Texto extraído

• • • • •

É esta a minha história. Espero que com a graça de Jesus Cristo, Senhor
e Criador, de todas as coisas nosso Redentor, que sofreu e morreu na cruz para
nos salvar, ela reverta não somente em meu proveito pessoal, mas também em
glória de Deus, na propagação da fé e em honra de toda a Igreja.
Quanto a mim julgo-me bem recompensado de todos os meus sofrimentos!
Gozo do maior bem que jamais ousava esperar. Cada dia a fé enche a minha alma
de nova luz; a verdade e a santidade do Evangelho desenvolvem-se cada vez mais
a meus olhos; os benefícios com que tenho sido favorecido, aqueles que
constantemente recebo as alegrias, as consolações de que a minha alma se acha
cheia, tornam-me palpável, para assim dizer, o que eu não podia entrever.

• • • • •

Trecho de dados
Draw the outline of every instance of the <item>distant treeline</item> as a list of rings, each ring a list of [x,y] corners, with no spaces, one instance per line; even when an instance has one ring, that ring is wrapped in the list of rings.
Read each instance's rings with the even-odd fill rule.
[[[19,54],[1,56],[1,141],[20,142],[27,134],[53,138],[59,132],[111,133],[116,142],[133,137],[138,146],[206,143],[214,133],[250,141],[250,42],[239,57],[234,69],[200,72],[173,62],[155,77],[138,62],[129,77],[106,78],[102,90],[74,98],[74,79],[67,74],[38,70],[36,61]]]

• • • • •

Liste todos os fins em que, segundo o texto extraído, se espera que a história reverta.

- Proveito pessoal
- Glória de Deus
- Propagação da fé
- Honra de toda a Igreja